■ Data records ■
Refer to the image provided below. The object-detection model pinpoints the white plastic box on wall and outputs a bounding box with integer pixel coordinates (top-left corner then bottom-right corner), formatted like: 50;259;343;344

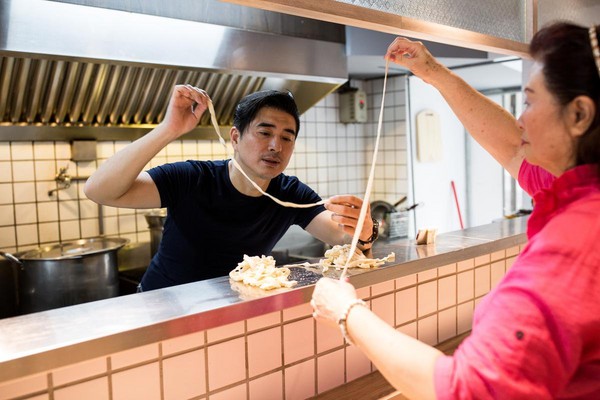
339;89;367;124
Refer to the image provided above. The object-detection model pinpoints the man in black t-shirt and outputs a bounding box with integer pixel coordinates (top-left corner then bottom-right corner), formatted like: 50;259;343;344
84;85;375;290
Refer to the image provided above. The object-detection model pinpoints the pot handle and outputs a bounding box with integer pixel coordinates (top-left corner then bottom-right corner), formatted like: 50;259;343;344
0;251;23;269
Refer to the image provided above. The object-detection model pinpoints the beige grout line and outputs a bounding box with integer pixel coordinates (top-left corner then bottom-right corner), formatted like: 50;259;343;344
158;342;165;400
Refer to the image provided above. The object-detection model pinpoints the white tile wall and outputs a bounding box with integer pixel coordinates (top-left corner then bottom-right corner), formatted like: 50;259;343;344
0;77;408;251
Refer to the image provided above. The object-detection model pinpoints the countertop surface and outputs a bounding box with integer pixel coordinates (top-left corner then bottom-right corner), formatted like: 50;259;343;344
0;218;527;382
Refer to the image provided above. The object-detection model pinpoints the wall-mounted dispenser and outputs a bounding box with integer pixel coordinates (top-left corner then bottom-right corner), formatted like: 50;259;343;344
339;88;367;124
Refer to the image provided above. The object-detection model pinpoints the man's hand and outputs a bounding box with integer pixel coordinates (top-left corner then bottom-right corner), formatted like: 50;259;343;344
161;85;210;140
325;195;373;245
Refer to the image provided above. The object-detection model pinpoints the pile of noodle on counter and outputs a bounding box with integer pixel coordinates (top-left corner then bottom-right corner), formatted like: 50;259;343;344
229;244;395;290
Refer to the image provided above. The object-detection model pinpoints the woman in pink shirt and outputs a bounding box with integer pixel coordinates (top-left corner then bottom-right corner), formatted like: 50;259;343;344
311;23;600;399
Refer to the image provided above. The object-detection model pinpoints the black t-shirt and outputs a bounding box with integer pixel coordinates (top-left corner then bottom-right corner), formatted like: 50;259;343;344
142;160;325;291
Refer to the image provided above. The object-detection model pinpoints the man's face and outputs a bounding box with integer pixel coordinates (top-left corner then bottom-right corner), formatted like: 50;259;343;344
231;107;297;180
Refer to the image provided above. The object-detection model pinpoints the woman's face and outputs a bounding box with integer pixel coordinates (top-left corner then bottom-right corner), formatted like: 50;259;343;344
519;62;576;176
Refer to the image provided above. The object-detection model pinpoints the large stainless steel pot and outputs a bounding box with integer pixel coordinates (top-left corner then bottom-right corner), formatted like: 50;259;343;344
144;208;167;257
0;238;129;314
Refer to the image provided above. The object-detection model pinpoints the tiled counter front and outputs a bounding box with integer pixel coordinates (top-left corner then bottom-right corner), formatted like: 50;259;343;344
0;225;524;400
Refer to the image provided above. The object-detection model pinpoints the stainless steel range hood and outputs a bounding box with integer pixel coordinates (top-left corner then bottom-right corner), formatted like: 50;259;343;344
0;0;347;140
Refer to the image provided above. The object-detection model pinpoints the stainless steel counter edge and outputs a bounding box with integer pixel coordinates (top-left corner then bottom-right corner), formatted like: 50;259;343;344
0;218;526;382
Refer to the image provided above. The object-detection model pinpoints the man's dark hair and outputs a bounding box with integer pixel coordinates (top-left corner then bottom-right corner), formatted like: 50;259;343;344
233;90;300;136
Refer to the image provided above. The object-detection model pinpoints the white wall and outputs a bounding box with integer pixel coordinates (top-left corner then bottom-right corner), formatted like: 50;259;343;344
465;95;504;226
409;76;466;233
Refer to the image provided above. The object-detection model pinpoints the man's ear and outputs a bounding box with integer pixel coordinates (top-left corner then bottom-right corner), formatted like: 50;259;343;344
229;126;241;149
568;95;597;137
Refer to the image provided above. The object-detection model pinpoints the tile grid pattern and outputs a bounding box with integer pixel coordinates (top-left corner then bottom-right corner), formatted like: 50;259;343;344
0;77;408;252
0;246;524;400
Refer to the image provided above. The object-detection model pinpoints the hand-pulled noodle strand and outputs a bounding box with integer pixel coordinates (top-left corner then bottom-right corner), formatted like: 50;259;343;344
208;100;327;208
340;60;389;280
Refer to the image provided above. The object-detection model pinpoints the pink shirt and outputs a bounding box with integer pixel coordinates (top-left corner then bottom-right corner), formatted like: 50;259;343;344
435;162;600;400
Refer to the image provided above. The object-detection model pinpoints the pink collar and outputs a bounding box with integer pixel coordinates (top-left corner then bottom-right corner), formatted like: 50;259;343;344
527;164;600;239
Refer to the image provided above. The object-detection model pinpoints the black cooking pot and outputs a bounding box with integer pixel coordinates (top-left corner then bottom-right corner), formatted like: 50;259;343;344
0;238;129;314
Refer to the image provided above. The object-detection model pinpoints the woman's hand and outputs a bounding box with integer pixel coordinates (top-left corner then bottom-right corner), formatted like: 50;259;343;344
384;37;445;83
161;85;210;140
310;278;357;327
325;195;373;241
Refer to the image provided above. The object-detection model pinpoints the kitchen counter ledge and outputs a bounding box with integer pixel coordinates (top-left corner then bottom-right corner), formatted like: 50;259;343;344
0;217;527;382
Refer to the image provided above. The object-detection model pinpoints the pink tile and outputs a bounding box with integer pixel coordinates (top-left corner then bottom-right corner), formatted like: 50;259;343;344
456;270;475;303
112;362;161;400
456;259;475;272
506;246;519;257
456;301;473;335
417;314;438;346
356;286;371;300
248;326;282;378
475;254;490;267
506;257;517;272
0;373;48;400
284;359;315;400
317;350;344;393
438;275;456;310
438;264;456;277
345;346;371;382
283;303;312;321
438;307;456;342
206;321;244;343
371;294;395;326
490;260;505;289
417;268;437;282
52;357;107;386
283;317;315;364
162;349;206;400
246;311;281;331
317;314;344;353
162;331;205;356
250;371;283;400
110;343;158;370
396;287;417;325
490;250;506;262
396;322;417;339
54;377;109;400
396;274;417;289
210;383;247;400
475;265;490;297
208;338;246;390
417;281;437;317
371;280;394;296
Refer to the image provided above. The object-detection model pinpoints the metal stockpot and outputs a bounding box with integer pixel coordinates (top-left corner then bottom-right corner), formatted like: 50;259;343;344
0;238;129;314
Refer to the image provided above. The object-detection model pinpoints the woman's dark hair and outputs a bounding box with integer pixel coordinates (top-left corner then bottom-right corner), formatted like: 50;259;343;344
530;22;600;171
233;90;300;136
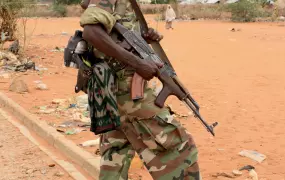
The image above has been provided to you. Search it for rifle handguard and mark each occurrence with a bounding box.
[131,73,145,100]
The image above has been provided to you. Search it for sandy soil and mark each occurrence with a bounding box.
[0,110,73,180]
[0,18,285,180]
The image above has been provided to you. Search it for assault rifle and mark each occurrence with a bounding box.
[114,0,218,136]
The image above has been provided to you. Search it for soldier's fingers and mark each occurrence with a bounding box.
[147,28,154,37]
[156,35,163,41]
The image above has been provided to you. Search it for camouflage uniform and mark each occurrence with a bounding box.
[80,0,201,180]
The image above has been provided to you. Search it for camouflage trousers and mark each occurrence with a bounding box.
[99,89,201,180]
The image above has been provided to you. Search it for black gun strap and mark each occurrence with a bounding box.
[130,0,173,68]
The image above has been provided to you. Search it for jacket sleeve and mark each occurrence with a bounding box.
[80,7,116,34]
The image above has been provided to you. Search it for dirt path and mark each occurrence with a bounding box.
[0,109,73,180]
[0,18,285,180]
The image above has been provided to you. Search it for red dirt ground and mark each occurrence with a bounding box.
[0,18,285,180]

■ To do ■
Revise all of the data above, replacing "object-detection model" with "detection system" wherever it occurs and leaving everything else unchanged. Leave the pictures out of your answer.

■ Solution below ■
Refer to the image provided below. The detection system pinpoints the white plastic box on wall and outputs a bounding box with integer pixel coordinates (top-left corner then bottom-right corner), formatted like: 50;259;343;344

339;89;367;124
Refer to the image provided above. The detection system pinpoints the man in black t-shirt and outputs a bounding box with integer pixel coordinates (top-left corner then bottom-right corner), formatted like: 50;259;343;344
84;85;375;290
Refer to the image provided above. The detection system pinpoints the pot handle and outputs a bounding box with integer pixel coordinates (top-left corner then bottom-right corner), formatted like: 50;259;343;344
0;251;23;269
Refer to the image provided above. The detection system pinpoints the beige grout line and outputs a bounding box with integer pixel coordinates (top-left corner then bottom-right corner), formatted like: 50;259;343;344
158;342;165;400
Refer to the image provided above. The detection system pinpoints the white tile wall and outputs a bounding box with integer pixel coordinates (top-left corner then bottom-right corner), formatted like: 50;259;343;344
0;77;408;251
Refer to the image provided above. The detection system pinpoints the countertop surface and outputs a bounding box with integer pixel coordinates (top-left corner then bottom-right corner), formatted like: 50;259;343;344
0;218;527;382
Refer to the image provided above. The detection system pinpoints the wall-mounted dispenser and outputs a bounding box with integer pixel coordinates (top-left corner then bottom-right corner), formatted like: 50;259;343;344
339;88;367;124
Refer to the image provided above. The detection system pinpoints the man's hand and outputs a bounding box with integer pixel coordinates (top-left corner then bottom-right corner), formatted like: 50;259;343;344
161;85;210;140
325;195;373;245
Refer to the image provided above. The detection system pinpoints the pile of noodle on counter and outputs a bounding box with integer pixel coordinates (top-left corner then bottom-right corner), formatted like: 50;259;343;344
229;244;395;290
Refer to the image provided above. The detection system pinpoints the woman in pink shirt and outputs a bounding box with integer pixel coordinates (top-left corner then bottom-right corner), formatted like: 50;259;343;344
311;23;600;399
Refer to the image provided above. The detection system pinpoints the black t-shirt and outputs a bounding box with integer pixel coordinates (top-left corner then bottom-right corner), formatted like: 50;259;343;344
142;160;325;291
Refer to the image provided above. The detection system pinpoints the man's face and outputs a bounding box with integer pixel coordinates (top-left corner then bottom-right corner), formatted like: 50;259;343;344
231;107;297;180
Refer to the image provided above. The detection system pinpoints the woman's face and outputs a bounding box with integer pixel coordinates (top-left corner then bottom-right corner), formatted like: 50;259;343;344
519;62;576;176
Refer to the image provided above. The detection system pinpoints the large stainless steel pot and outputs a bounding box with integer pixel coordinates (top-left corner then bottom-right corner), formatted like: 50;259;343;344
144;208;167;257
0;238;129;314
Refer to the image provided above. The detection system pinpoints the tiled counter front and outputs a bounding box with integer pixel coordinates (top-left corner then bottom-right corner), formatted like: 50;259;343;344
0;225;524;400
Refer to the image provided above. The detection system pinpoints the stainless steel range hood and outputs a bounding box with integer pixel coordinates (top-left corner then bottom-right corner), formatted like: 50;259;343;344
0;0;347;140
Refer to the image provided above. The detection system pinpoints the stainless steel counter edge and outputs a bounding box with integer pixel coordinates (top-left corner then bottom-right corner), formatted like: 50;259;343;344
0;218;526;382
Refer to the image provided above. The detection system pinpoints the man's dark hair and outputs a bounding box with integer pixel coordinates (top-left corner then bottom-right corner), formatted like: 50;259;343;344
233;90;300;136
Refer to the image provided above. The detection system pinpoints the white wall and outputs a bounding box with integer pixel coordinates (top-left corner then bottom-right corner), formatted like: 50;259;343;344
465;95;504;226
409;76;466;233
Refer to the image provided above. The detection system pinpoints the man's ear and outputs a bounding box with integer pixel coordinates (top-left corner then bottom-right corner), formatted like: 50;259;343;344
229;126;241;149
568;95;597;137
Refer to the image provided above. The detection system pinpoints the tile grid pattern and outputs a bounding box with integer pixel coordinates (top-left corner then bottom-right corner), formatted like: 50;259;343;344
0;77;408;252
0;246;524;400
Refer to the image provided above. The detection system pinpoints the hand-pulled noodle strand and outputs a bounding box with integer pixel coordinates (top-left corner then bottom-right corner), formatted like: 50;259;343;344
208;100;327;208
340;60;389;280
Refer to the image provided above. The detection system pinpoints the pink shirt and outputs a bounding box with integer pixel coordinates (top-left corner then bottom-right corner), formatted like: 50;259;343;344
435;162;600;400
Refer to the image provided above. The detection system pinpoints the pink collar and outputs a bounding box with integer pixel coordinates (top-left corner then bottom-right corner), formatted like: 50;259;343;344
527;164;600;239
Refer to the image provided above. The detection system pinpoints the black cooking pot and outputs a bounding box with integer pixel coordinates (top-left corner then bottom-right corner), formatted like: 50;259;343;344
0;238;129;314
Refer to the image provided above. The detection system pinpoints the woman's hand and outputs a bounding box with integer pixel coordinates (top-left corner then bottom-right corner), formatted like: 50;259;343;344
384;37;445;83
161;85;210;140
310;278;357;327
325;195;373;241
Refer to the image provided above. The detection system pinpoints the kitchen counter ledge and outputs a bounding box with integer pixel coordinates (top-left corner then bottom-right corner), formatted like: 50;259;343;344
0;217;527;382
Refer to the image provided above. The detection system pinpoints the pink tile and outputs a bounding box with integer pixel coordinates (top-left corner then bottom-right corner), formatted like: 50;259;343;344
456;270;475;303
112;362;161;400
456;259;475;272
506;246;519;257
456;301;473;335
417;314;438;346
356;286;371;300
248;326;282;378
475;254;490;267
506;257;517;272
0;373;48;400
284;359;315;400
317;350;344;393
438;275;456;310
438;264;456;277
345;346;371;382
283;303;312;321
438;307;456;342
206;321;244;343
371;294;395;326
490;260;505;289
417;268;437;282
52;357;107;386
283;317;315;364
162;349;206;400
246;311;281;331
317;314;344;353
162;331;205;356
250;371;283;400
110;343;158;370
396;287;417;325
490;250;506;262
396;322;417;339
54;377;109;400
396;274;417;289
210;383;247;400
475;265;490;297
208;338;246;390
417;281;437;317
371;280;394;296
Refer to the image provided above. The detection system pinpoints the metal stockpot and outputs a bounding box with integer pixel coordinates (top-left corner then bottom-right corner), formatted like: 50;259;343;344
0;238;129;314
Refer to the image provided above. The detection system pinpoints the woman's dark hair and outputs a bounding box with integer pixel coordinates (top-left corner then bottom-right corner), formatted like: 50;259;343;344
530;22;600;171
233;90;300;136
The image above has been provided to you. Search it for rifle handguard and mark each occurrence with a bounding box.
[131,73,145,100]
The image above has been provided to you. Search it for sandy soil and mark each occurrence with a bounding box.
[0,110,73,180]
[0,18,285,180]
The image above has been provided to you. Search it for assault rifle and mark each occurrence with a bounding box.
[114,0,218,136]
The image above has been provided to you. Search it for soldier's fingers and mark each occurrence with a bounding box.
[147,28,154,37]
[156,35,163,41]
The image above has been provided to you. Search it for camouflage uniform and mark each occurrence with a bounding box.
[80,0,201,180]
The image above has been provided to you. Search it for camouflage trousers and mark each occurrence with a bounding box.
[99,89,201,180]
The image above has been provided to you. Search it for black gun strap and mark each occurrence with a bounding box.
[130,0,173,68]
The image above has been provided to you. Search it for jacket sleeve and mark each occurrence with a bounding box.
[80,7,116,34]
The image above has been provided to you. Search it for dirt path and mark each occurrence with a bounding box.
[0,109,73,180]
[0,18,285,180]
The image above has been provided to you. Search it for red dirt ground and mark each occurrence with a bounding box.
[0,18,285,180]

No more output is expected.